### [Set task]
Extract the complete data exactly as given.

━━━━━ Material for the task ━━━━━

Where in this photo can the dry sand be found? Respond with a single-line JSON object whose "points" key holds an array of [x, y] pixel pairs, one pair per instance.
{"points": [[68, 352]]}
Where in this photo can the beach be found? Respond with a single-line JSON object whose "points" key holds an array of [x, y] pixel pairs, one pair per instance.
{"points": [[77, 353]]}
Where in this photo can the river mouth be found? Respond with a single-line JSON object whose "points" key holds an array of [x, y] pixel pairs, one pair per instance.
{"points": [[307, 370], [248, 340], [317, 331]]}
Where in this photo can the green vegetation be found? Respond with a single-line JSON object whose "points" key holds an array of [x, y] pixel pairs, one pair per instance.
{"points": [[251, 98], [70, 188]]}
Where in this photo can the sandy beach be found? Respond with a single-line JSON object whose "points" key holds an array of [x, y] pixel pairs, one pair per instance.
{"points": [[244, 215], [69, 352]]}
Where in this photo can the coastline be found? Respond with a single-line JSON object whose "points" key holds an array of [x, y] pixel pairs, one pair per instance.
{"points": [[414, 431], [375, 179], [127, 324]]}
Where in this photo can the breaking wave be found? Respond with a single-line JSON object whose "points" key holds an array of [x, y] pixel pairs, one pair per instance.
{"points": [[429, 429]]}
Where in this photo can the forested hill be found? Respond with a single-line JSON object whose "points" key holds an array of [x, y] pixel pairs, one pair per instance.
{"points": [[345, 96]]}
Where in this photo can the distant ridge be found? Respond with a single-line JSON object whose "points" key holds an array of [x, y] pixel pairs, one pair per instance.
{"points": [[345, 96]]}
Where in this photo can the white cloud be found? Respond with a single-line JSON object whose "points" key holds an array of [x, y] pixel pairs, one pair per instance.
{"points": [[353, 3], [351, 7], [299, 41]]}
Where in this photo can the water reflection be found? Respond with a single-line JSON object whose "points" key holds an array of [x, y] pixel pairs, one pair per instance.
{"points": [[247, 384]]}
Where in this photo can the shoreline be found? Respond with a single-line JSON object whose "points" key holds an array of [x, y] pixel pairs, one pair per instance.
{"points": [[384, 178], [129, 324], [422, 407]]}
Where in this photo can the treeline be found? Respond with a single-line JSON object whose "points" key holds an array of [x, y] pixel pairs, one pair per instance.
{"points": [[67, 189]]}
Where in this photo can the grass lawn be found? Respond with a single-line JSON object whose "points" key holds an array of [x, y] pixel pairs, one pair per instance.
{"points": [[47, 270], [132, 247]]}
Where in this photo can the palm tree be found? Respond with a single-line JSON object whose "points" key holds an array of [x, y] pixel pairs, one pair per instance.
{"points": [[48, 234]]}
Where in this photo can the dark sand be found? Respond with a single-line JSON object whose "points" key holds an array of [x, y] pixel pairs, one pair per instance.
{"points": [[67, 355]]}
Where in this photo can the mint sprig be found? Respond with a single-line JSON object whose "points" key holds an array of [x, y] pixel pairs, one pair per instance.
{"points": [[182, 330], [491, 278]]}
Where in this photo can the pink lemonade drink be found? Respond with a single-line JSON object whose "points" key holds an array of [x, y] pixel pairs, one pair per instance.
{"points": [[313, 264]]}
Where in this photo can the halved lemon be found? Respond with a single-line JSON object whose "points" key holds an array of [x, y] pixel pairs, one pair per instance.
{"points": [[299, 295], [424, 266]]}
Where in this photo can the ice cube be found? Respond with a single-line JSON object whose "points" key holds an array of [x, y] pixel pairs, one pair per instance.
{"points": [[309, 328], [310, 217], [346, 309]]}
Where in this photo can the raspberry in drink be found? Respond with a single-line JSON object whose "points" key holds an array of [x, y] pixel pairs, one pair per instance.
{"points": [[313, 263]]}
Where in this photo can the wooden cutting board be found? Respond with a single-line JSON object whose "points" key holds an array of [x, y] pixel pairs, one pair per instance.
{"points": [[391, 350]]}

━━━━━

### [The solution]
Where in this photo can the dry sand be found? Respond with a single-line JSON object whose "points" key holds an array of [x, y] pixel pairs, one pair per instance.
{"points": [[68, 352]]}
Where in this photo can the beach be found? Respond with a single-line JSON object whose "points" key holds an array of [x, y] pixel pairs, one pair per instance.
{"points": [[77, 353]]}
Where in this photo can the river mouth be found? Respond with a single-line JSON object whose "points" key holds an array of [x, y] pixel pairs, one pair per instance.
{"points": [[307, 370], [248, 340], [317, 331]]}
Where in this photo can the green vegetation be found? Respond with a single-line JSON object whose "points" key holds an array of [x, y] pixel pairs, one pair per instance.
{"points": [[251, 98], [70, 188]]}
Where in this photo can the sandy beach be found? Respond with a single-line JSON object whose "points" key holds an array of [x, y] pixel pairs, one pair per instance.
{"points": [[244, 215], [69, 352]]}
Where in this photo can the coastline be found? Respond with a single-line JSON object whose "points" key holds an array of [x, y] pixel pairs, one pair per instance.
{"points": [[414, 431], [375, 179], [127, 324]]}
Where in this photo can the breaking wave be found? Respond with a single-line JSON object whose "points" key holds an array of [x, y] pixel pairs, one pair per instance.
{"points": [[429, 429]]}
Where in this photo can the forested hill be found? Respond with a single-line JSON object whose "points" key holds an array of [x, y] pixel pairs, one pair per instance.
{"points": [[345, 96]]}
Where in this photo can the distant ridge be found? Respond with a single-line JSON object whose "points" key holds an array of [x, y] pixel pairs, one pair per instance.
{"points": [[345, 96]]}
Where in this photo can the white cloud be found? Respond with a single-line JSON object whose "points" key holds an array of [x, y] pixel pairs, one pair per instance.
{"points": [[353, 3], [351, 7], [299, 41]]}
Where in this photo can the water reflection be found? Respond with a single-line JSON object whose "points" key holds an array of [x, y] pixel pairs, one pair per instance.
{"points": [[247, 384]]}
Where in this photo can the shoreline be found? Respond with a single-line JSON object whose "points" key holds an array of [x, y] pixel pairs, one pair per instance.
{"points": [[384, 178], [129, 324], [422, 407]]}
Where in this photo can the treeline be found? Respond with a single-line JSON object whose "points" key holds an array of [x, y] pixel pairs, one pair per instance.
{"points": [[67, 189]]}
Where in this photo can the grass lawn be found? Respond with a single-line JSON object whose "points" key holds an array of [x, y] pixel pairs, one pair per instance.
{"points": [[47, 270], [132, 247]]}
Where in this photo can the palm tree be found? Respond with a single-line JSON object whose "points" key holds an array of [x, y] pixel pairs, one pair per instance.
{"points": [[48, 234]]}
Where in this photo can the dark sand be found? Respond with a single-line JSON object whose "points" key holds an array of [x, y] pixel pairs, one pair per instance.
{"points": [[67, 355]]}
Where in this photo can the mint sprig be found? Respond with a single-line JSON object whose "points" key holds an array of [x, y] pixel pairs, one pair per instance.
{"points": [[182, 330], [491, 278]]}
Where in this photo can the pink lemonade drink be found? Respond with a single-line JSON object whose "points" key holds an array of [x, y] pixel pairs, one pair per instance.
{"points": [[313, 264]]}
Where in this photo can the halved lemon be found? Respond with a single-line JSON object whose "points" key holds an array of [x, y] pixel pairs, one pair per instance.
{"points": [[299, 295], [424, 266]]}
Where in this photo can the ice cube be found? Respond with a single-line JSON object whose "points" key holds an array of [x, y] pixel pairs, one pair per instance.
{"points": [[309, 328], [310, 217], [346, 309]]}
Where in this photo can the raspberry in drink be found? Respond with a single-line JSON object whose "points" key holds an array of [x, y] pixel pairs, one pair per instance.
{"points": [[313, 263]]}
Where in this photo can the wooden cutting board be found? Respond with a single-line JSON object whose "points" key holds an array of [x, y] pixel pairs, one pair per instance.
{"points": [[391, 350]]}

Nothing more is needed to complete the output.